[Document excerpt]:
A diarrhoea-causing parasite left 40 people ill, including 14 who required hospitalisation in the south Dublin and Wicklow area last July.
The youngest impacted by the food-borne outbreak of cryptosporidium was three and the oldest aged 74.
Along with the 14 who required hospitalisation, a further seven presented at hospital emergency departments but were not admitted.
The outbreak was likely caused by the consumption by the people concerned of baby salad leaves that were supplied in salad leaf boxes to a number of restaurants.
A new paper documents the painstaking detective work undertaken by a group of HSE public health officers and colleagues in a race against time to identify the probable source of the outbreak and thereby prevent more people from falling ill.
The paper entitled ‘A Foodborne Outbreak of Cryptosporidium Likely Linked to Salad Leaves’ in this month’s(IMJ) shows the salad leaves were traced back to a single farm which led to the Food Safety Authority (FSA) putting in place a precautionary product recall of salad leaves from the farm on August 4 last year.
The first confirmed cryptosporidium case came to light on July 16 last and the outbreak reached a peak on July 23, when more than 10 confirmed or possible cases were recorded on that day.
Thirty-one of the 40 cases concerned people from south Dublin and Wicklow. The authors state that cryptosporidium species can be found in water, soil, food or any surface which has been contaminated with human or animal faeces.
The paper reports that the July 2020 outbreak compares to 91 cases for the Greater Dublin Area for the 12 months of 2019.
As part of the investigation to identify the source of the outbreak, the public health ‘detectives’ last July carried out inspections of 110 food premises to collect food and water samples.
An extensive cross-check of restaurants, suppliers and salad products was undertaken by the outbreak control team (OCT).

[Provided records]:
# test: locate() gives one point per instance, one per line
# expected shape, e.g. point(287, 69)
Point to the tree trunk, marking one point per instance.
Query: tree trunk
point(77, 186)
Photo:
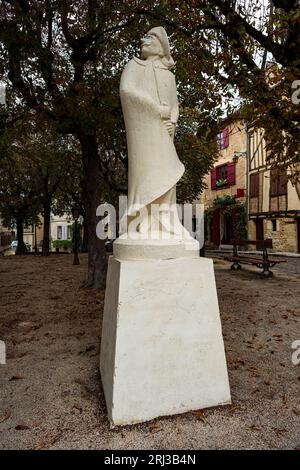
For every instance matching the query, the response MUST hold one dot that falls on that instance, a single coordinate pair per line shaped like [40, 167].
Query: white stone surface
[162, 350]
[150, 108]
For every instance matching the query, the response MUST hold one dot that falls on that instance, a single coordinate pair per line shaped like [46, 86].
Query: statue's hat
[162, 36]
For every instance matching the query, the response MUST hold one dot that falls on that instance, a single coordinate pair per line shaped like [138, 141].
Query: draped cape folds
[153, 165]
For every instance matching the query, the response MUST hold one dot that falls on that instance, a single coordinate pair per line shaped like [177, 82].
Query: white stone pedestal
[162, 349]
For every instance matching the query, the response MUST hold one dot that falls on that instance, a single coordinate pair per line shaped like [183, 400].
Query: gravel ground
[51, 395]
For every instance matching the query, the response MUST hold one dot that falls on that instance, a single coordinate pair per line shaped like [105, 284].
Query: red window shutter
[213, 178]
[240, 192]
[225, 138]
[274, 180]
[234, 222]
[231, 173]
[254, 185]
[282, 184]
[215, 228]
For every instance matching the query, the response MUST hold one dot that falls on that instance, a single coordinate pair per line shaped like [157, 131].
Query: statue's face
[151, 46]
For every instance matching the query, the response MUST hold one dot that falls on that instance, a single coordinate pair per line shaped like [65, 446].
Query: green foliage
[226, 204]
[66, 244]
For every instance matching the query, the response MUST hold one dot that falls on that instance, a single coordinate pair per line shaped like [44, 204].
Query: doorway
[259, 229]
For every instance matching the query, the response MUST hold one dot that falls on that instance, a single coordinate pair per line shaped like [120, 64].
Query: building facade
[273, 202]
[226, 185]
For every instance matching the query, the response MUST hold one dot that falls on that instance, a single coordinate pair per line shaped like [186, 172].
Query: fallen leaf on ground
[280, 432]
[78, 407]
[154, 427]
[21, 427]
[40, 445]
[5, 416]
[253, 427]
[201, 416]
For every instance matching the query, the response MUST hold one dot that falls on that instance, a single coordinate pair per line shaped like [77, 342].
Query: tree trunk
[46, 231]
[21, 249]
[97, 258]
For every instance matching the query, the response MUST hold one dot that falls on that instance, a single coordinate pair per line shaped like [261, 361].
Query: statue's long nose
[145, 41]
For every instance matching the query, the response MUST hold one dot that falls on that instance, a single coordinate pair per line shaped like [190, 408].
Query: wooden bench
[261, 261]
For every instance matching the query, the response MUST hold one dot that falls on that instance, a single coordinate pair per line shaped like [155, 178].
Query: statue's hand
[170, 128]
[165, 111]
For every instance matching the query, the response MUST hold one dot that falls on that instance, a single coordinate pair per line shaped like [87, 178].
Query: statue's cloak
[153, 165]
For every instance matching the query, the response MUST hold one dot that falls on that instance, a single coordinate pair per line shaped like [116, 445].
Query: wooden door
[259, 229]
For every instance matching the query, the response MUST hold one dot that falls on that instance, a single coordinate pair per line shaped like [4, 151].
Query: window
[274, 225]
[59, 232]
[222, 172]
[223, 175]
[278, 182]
[223, 139]
[254, 185]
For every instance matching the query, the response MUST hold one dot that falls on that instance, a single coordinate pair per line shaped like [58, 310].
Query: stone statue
[150, 108]
[162, 350]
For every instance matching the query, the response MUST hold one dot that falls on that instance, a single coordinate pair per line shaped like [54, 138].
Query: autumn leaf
[21, 427]
[5, 416]
[201, 416]
[253, 427]
[154, 427]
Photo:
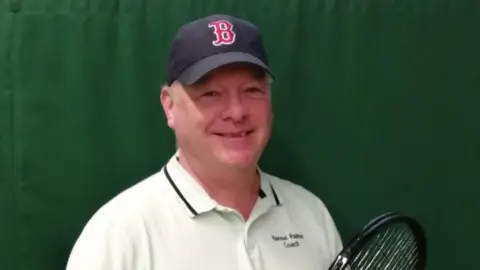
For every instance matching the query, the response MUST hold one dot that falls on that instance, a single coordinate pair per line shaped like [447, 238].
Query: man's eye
[253, 90]
[210, 94]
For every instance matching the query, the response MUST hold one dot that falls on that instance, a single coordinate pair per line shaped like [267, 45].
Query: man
[211, 206]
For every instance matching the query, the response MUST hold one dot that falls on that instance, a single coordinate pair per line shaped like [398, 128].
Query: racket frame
[371, 228]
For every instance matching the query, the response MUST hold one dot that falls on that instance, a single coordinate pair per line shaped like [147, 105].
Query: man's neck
[236, 188]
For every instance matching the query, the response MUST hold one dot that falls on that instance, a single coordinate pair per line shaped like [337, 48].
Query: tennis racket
[391, 241]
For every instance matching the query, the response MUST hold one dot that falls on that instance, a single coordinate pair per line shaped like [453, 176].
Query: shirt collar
[196, 200]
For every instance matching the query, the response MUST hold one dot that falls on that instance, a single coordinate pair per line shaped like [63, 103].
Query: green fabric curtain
[376, 109]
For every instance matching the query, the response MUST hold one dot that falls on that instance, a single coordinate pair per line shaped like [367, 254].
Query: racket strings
[392, 249]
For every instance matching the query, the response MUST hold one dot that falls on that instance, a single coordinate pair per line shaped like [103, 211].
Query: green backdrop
[376, 109]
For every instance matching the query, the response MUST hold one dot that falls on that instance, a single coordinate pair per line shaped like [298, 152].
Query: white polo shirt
[168, 222]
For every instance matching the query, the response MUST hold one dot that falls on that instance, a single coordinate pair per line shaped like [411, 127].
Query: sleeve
[102, 245]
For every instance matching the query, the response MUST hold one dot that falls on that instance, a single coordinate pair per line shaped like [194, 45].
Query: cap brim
[206, 65]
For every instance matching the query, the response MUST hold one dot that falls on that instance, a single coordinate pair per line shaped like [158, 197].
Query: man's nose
[235, 109]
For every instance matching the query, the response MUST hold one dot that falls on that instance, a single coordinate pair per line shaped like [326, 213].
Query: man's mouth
[240, 134]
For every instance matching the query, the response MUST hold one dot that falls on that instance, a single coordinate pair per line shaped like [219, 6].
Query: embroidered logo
[223, 31]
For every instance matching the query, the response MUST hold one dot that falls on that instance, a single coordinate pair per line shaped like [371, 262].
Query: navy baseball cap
[207, 43]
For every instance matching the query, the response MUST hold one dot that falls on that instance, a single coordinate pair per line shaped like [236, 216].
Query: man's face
[224, 119]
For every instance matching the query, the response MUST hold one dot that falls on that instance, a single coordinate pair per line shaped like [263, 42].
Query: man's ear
[167, 104]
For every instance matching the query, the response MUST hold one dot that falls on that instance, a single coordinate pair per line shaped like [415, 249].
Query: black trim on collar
[261, 194]
[178, 192]
[277, 201]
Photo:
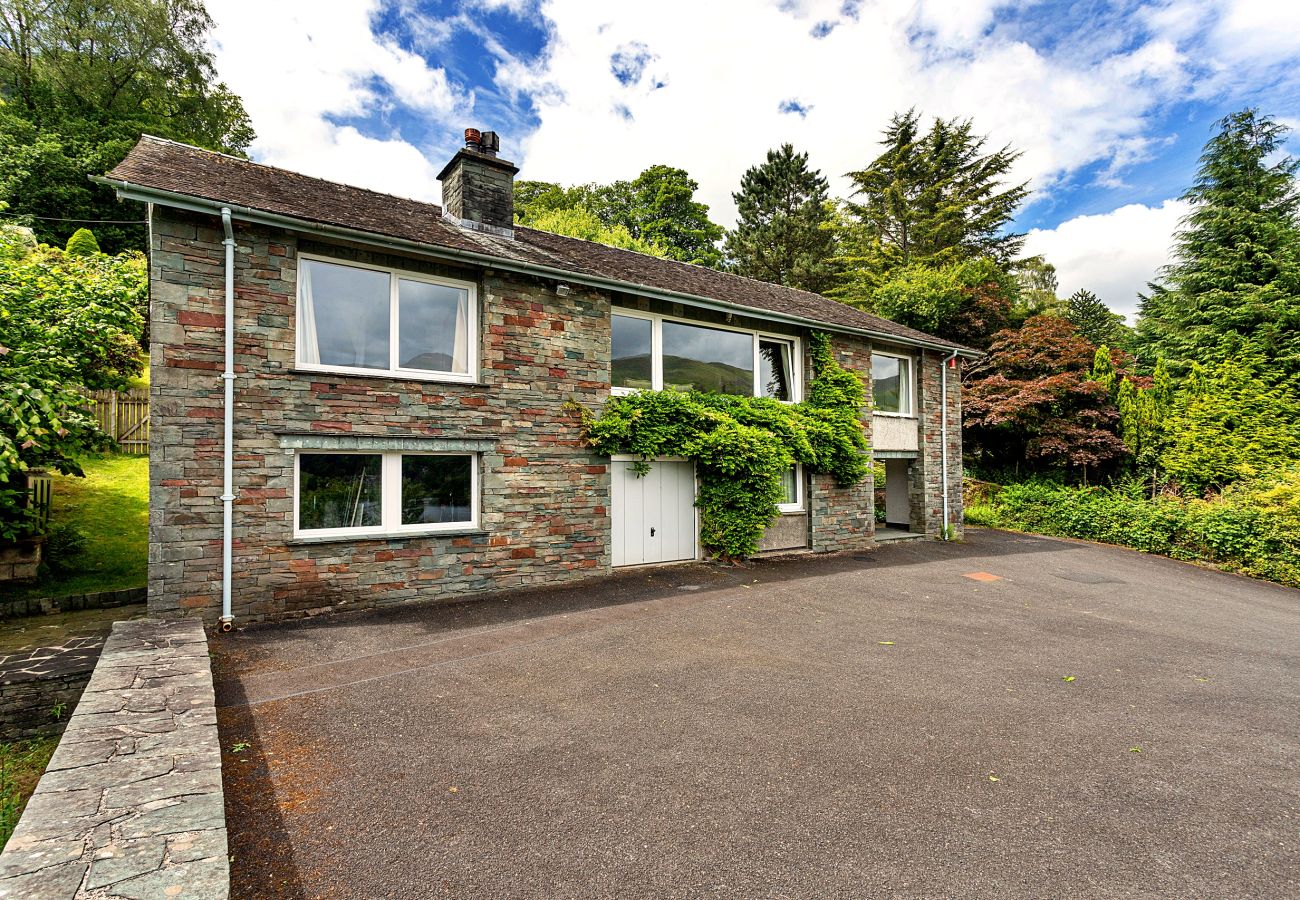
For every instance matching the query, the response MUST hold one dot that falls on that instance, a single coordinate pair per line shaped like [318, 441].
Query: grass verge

[Questions on the material]:
1. In two sentences, summarize the article about the cryptosporidium outbreak.
2. Carry the article about the cryptosporidium outbreak forward from its final sentence.

[Task-by-task answers]:
1. Last July, a food-borne cryptosporidium outbreak in the south Dublin and Wicklow area left 40 people ill, 14 of whom required hospitalization, and was likely caused by baby salad leaves supplied in salad leaf boxes to a number of restaurants. A new paper documents how HSE public health officers and colleagues inspected 110 food premises and cross-checked restaurants, suppliers and salad products, tracing the leaves to a single farm and prompting a precautionary recall of its salad leaves on August 4.

2.
The OCT had first convened the same day a cluster of nine cases were notified by a single lab in the south Dublin/Wicklow area on July 28th.
The investigation found that of the 40 cases, 31 ate at restaurants that sourced salad from the same supplier farm.
The paper states that testing of salad samples from the farm did not detect cryptosporidium.
The authors state however: “Given the three-day shelf life of the salad box and the symptom onset of cases, negative food sample testing cannot rule out contamination of previous salad batches which were not captured in these samples.”
The authors, from Department of Public Health East, Department of Environmental Health and the Health Protection Surveillance Centre state: “Ultimately, no microbiological link between the cases and the farm was established.”
The farm that produced the baby leaf salad was a mixed enterprise with livestock in adjoining fields.
The farmer told the OCT that the crop field didn’t receive any slurry, straw or organic manure, was not at risk of flooding and there were no obvious sources of contamination on inspection.
The HSE did recommend to the farmer to fence off the salad crop field, remediation work to a well-head on the farm, installation of UV dis-infection equipment and the washing of salad produce by food premises before use.